=== Stated task A ===
Pick out each line of the listing below that contains the word "sleeve", and copy those lines out in full.

For the past several years, Sanders has listed on his Statement of Economic Interests that he had $10,000 to $100,000 invested in Maxxum Equity Fund, run by insurance salesman Jeffry Wetzel out of his home in Poway.

Wetzel has skeletons aplenty in his closet. In 1994, federal court in southern Nevada found that he “violated and aided and abetted certain of the antifraud and books and records provisions of the federal securities laws,” according to the Securities and Exchange Commission, which had filed suit against him. The court concluded that, while employed at two brokerage firms between 1987 and 1988, Wetzel sold penny stocks to investors without informing them that the shares had been manipulated, that he was receiving excessive commissions on their sales, and that they would be difficult to sell. In addition, the court found that Wetzel “arbitrarily completed an opening account form with information which he had not obtained from the customer,” according to the agency.

As we related in a Reader story of May 29, 2008, Wetzel in 1998 was working as a broker for San Diego’s Centex Securities, one of the most notorious bucket shops in the city’s history. Several of the key officials of Centex went to prison or ran afoul of the Securities and Exchange Commission before the firm was closed down by the National Association of Securities Dealers in 2001.

While at Centex, Wetzel twice lost arbitration cases and was told to pay sizable sums for engaging in rapid-fire buying and selling of cheap, speculative stocks that were inappropriate for his elderly clients.

Wetzel told us in 2008 that Sanders’s Centex account had been reassigned to him after another broker departed. The question has always remained: why did Sanders put his money in a certifiably slimy brokerage house that mainly dabbled in penny stocks? And just how did Sanders’s money get from the Centex account into Wetzel’s Maxxum Equity Fund? Sanders would not speak with us last year. This year, he didn’t respond to a telephone message requesting comment.

Although Wetzel spoke with us in 2008, he clammed up this year and declined to comment. The attorney who filed his Chapter 7 bankruptcy case did not return calls.

Last year, James Meredith, 77, of San Marcos, who has lost $90,000 in Maxxum, sued Wetzel in superior court, charging breach of fiduciary duty and contract, negligent misrepresentation, making untrue statements of materials facts, fraud, and several other offenses.

=== Stated task B ===
Go on with the article about Jeffry Wetzel and the Maxxum Equity Fund, starting right after its last sentence above.

=== Data supplied ===
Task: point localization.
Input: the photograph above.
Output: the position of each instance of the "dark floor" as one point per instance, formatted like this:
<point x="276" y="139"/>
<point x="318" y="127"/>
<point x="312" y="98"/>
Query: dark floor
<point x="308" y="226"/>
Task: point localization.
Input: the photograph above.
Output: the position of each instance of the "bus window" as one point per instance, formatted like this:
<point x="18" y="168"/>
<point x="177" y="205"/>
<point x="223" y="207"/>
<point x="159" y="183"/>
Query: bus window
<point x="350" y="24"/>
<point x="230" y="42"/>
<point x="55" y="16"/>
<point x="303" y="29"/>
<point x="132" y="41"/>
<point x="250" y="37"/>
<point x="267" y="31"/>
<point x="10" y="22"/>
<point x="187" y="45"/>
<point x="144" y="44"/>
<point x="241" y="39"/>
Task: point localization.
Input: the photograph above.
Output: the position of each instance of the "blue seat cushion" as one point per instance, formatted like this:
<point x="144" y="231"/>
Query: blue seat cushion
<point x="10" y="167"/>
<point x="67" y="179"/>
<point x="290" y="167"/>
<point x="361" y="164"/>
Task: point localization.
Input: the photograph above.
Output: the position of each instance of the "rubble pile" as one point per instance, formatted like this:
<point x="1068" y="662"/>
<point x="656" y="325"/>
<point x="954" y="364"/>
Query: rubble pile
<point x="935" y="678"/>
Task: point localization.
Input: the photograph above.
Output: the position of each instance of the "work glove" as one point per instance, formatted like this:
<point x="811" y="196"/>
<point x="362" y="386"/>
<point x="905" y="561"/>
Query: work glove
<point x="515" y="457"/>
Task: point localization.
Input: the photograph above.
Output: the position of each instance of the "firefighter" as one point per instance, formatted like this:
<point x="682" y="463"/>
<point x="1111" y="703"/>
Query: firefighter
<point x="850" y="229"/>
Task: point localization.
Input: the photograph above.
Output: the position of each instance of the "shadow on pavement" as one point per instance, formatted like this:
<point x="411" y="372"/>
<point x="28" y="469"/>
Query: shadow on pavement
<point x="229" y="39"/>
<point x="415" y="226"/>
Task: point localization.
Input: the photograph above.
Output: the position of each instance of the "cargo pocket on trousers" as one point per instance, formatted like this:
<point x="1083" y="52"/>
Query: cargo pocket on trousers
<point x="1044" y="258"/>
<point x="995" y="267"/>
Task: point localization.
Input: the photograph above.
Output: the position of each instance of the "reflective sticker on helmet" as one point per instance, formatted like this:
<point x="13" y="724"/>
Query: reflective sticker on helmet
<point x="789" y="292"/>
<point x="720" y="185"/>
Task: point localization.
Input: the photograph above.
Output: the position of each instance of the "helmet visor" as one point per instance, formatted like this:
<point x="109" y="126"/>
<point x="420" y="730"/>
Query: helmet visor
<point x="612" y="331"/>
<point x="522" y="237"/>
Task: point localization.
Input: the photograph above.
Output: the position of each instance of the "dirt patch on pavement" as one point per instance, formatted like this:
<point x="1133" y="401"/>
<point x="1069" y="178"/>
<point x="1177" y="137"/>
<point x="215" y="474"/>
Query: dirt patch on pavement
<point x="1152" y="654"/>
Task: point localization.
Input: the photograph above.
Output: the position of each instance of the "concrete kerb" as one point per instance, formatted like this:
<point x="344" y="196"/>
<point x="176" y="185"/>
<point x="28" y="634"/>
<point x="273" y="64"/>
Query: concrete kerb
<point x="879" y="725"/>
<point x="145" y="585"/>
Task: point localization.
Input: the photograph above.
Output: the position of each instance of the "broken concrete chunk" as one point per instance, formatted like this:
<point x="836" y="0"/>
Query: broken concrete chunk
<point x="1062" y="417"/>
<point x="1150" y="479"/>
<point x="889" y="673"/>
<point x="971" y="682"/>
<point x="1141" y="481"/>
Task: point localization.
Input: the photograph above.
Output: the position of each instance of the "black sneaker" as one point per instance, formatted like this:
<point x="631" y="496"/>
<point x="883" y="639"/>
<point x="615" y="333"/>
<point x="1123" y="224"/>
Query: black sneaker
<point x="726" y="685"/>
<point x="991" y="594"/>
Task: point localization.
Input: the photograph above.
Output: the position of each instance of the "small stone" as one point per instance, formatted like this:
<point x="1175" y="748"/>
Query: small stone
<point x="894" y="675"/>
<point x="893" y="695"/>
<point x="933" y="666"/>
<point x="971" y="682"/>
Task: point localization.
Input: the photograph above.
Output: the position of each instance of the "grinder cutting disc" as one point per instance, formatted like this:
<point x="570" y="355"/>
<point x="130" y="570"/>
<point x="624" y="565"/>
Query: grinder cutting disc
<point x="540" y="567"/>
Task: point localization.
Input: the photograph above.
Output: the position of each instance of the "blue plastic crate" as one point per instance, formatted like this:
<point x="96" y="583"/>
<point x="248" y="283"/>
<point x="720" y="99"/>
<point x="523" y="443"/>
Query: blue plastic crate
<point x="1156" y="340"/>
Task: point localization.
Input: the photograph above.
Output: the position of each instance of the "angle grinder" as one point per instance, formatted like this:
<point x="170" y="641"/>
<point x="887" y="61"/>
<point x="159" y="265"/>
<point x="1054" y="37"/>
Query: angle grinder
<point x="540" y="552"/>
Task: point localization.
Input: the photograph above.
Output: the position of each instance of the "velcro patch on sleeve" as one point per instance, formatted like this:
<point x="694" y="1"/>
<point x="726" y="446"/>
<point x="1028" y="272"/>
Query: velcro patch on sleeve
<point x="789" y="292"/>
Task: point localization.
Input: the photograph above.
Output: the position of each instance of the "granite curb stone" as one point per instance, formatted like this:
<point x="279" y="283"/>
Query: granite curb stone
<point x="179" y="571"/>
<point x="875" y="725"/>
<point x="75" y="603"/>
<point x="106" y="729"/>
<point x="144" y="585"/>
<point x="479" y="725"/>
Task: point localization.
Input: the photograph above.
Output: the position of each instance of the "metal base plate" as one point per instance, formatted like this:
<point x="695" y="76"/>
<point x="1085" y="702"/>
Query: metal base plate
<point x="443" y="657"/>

=== Output A ===
Output: the position of each instance of the "velcro patch on sleeve" as one point per instance, formatted like this:
Query: velcro patch on sleeve

=== Output B ===
Wetzel originally hired a defense lawyer. That didn’t last because Wetzel didn’t pay him, says Eric Benink, Meredith’s first attorney. Wetzel “pleaded poverty from the get-go,” says Benink. For a while, Wetzel tried to defend himself, but then he stopped showing up for hearings. “The judge got fed up and allowed us to take default,” says Benink. Then, in September of this year, Wetzel and his wife Kimberly filed for Chapter 7 liquidation bankruptcy.

Meredith says that in the course of negotiations, Wetzel offered to hand over a one-acre lot in Palm Desert that was supposedly worth $60,000 in lieu of satisfying the debt. But Meredith checked out comparables, decided it was worth only $30,000, and rejected the offer. The land actually belonged to one of Wetzel’s investors, according to Meredith. Wetzel “was really squirming,” he says.

Meredith has hired a new attorney, Jonathan Beck of Vista. He has filed an objection to the Wetzels’ bankruptcy wiping away the money owed Meredith. Beck also made fraud charges similar to the ones Benink made in his suit, which was stayed by the bankruptcy. Beck wants to subpoena Wetzel’s bank “to see what went in and what went out. Was [Wetzel] writing checks to himself? I want to know if Sanders got my client’s money,” says Beck. If the mayor got his money within a certain period before the bankruptcy filing, it may be considered a “preferential transfer” and have to be returned to the court.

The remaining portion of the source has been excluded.